Given passage:
=== Begin Enclosure ===

IFN-γ contributes to T-cell-mediated regulation of immune responses and is secreted by Th1 cells, cytotoxic T cells, dendritic cells, and NK cells [75]. In addition, IFN-γ has been recognized as an activator of macrophages because of the induction both of nitric oxide production and major histocompatibility complex presentation in macrophages, and exhibits antiviral and antibacterial activity [76].

The effect of IFN-γ has been recognized as suppression of osteoclast formation by inhibition of RANKL signaling via degradation of TNF receptor-associated factor 6 [77]. Furthermore, the bone resorption in collagen-induced arthritis was enhanced in IFN-γ-deficient mice [78]. These data indicated that IFN-γ inhibited osteoclast formation and bone resorption. However, it has been reported that IFN-γ indirectly stimulates osteoclast formation via antigen-driven T-cell activation [79]. Therefore, the role of IFN-γ in osteoclast formation is still unclear.

=== End Enclosure ===

Activities:
A. Can you condense the paragraph in the IFN-γ passage beginning "The effect of IFN-γ has been recognized" into a short bulleted list that keeps its main findings?
B. Which cell types does the IFN-γ passage name as secreting IFN-γ?
C. How would you render this sentence from the IFN-γ passage in Spanish: "Therefore, the role of IFN-γ in osteoclast formation is still unclear."
The rows after the IFN-γ passage are separate material.

Stored rows
=== Begin Enclosure ===

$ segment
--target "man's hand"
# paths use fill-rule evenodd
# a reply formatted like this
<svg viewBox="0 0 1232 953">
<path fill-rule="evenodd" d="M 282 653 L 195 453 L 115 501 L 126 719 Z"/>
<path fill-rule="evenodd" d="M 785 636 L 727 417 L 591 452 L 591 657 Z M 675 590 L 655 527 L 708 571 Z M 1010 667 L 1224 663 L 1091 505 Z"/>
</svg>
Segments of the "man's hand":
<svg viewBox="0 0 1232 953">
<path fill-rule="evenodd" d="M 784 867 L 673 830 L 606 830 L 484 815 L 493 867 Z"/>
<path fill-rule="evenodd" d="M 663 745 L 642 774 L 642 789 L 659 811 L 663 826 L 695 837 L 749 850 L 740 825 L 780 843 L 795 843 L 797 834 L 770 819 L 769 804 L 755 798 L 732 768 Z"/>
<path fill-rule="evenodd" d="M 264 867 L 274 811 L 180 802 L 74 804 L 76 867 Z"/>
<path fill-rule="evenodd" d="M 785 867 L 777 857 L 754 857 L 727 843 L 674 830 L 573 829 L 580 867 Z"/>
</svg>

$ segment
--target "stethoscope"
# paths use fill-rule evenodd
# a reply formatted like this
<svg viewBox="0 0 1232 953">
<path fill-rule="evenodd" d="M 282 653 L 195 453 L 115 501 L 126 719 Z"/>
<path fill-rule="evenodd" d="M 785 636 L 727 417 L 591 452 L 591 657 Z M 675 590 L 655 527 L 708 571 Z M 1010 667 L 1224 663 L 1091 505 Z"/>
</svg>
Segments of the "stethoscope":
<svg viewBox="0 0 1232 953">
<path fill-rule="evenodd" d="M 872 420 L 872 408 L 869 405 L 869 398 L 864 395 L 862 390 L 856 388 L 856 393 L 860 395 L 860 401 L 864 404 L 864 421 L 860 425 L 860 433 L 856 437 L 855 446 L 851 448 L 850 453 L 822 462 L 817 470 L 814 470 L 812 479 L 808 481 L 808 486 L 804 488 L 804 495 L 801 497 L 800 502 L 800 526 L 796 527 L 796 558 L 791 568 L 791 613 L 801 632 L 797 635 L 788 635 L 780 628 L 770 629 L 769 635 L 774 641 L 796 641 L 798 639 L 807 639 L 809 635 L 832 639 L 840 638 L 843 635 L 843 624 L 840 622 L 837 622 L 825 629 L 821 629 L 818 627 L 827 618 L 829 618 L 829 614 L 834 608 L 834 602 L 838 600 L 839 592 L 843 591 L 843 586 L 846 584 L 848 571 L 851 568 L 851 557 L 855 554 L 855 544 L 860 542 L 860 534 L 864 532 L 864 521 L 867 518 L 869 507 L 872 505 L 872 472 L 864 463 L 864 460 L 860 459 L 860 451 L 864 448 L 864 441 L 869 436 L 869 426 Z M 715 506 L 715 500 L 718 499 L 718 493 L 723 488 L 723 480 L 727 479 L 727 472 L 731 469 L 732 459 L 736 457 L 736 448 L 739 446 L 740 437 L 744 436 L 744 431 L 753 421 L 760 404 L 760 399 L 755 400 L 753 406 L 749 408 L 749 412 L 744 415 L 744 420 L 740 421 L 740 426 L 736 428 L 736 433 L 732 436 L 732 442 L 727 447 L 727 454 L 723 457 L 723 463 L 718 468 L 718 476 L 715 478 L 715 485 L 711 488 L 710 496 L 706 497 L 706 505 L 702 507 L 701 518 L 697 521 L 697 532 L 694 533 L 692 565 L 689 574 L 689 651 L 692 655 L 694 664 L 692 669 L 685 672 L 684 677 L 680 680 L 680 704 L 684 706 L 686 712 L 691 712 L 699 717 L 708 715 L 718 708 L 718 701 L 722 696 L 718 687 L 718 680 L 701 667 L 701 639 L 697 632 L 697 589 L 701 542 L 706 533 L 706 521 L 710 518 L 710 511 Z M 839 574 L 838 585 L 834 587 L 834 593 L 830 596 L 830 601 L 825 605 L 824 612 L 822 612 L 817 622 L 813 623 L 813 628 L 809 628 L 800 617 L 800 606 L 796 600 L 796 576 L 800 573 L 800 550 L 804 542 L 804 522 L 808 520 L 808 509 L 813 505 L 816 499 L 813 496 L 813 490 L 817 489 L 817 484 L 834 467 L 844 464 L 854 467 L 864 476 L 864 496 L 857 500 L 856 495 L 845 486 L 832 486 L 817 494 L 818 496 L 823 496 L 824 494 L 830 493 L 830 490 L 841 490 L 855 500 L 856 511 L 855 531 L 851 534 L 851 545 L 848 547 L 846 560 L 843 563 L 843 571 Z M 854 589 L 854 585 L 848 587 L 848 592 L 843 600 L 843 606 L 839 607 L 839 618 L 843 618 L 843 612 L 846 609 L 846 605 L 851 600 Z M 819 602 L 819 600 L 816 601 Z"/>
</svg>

=== End Enclosure ===

Answer list:
A.
- IFN-γ suppresses osteoclast formation by inhibiting RANKL signaling through degradation of TNF receptor-associated factor 6.
- Bone resorption in collagen-induced arthritis was enhanced in IFN-γ-deficient mice.
- These data indicated that IFN-γ inhibits osteoclast formation and bone resorption.
- However, IFN-γ has also been reported to stimulate osteoclast formation indirectly via antigen-driven T-cell activation.
- The role of IFN-γ in osteoclast formation therefore remains unclear.

B.
- Th1 cells
- Cytotoxic T cells
- Dendritic cells
- NK cells

C. Por lo tanto, el papel del IFN-γ en la formación de osteoclastos aún no está claro.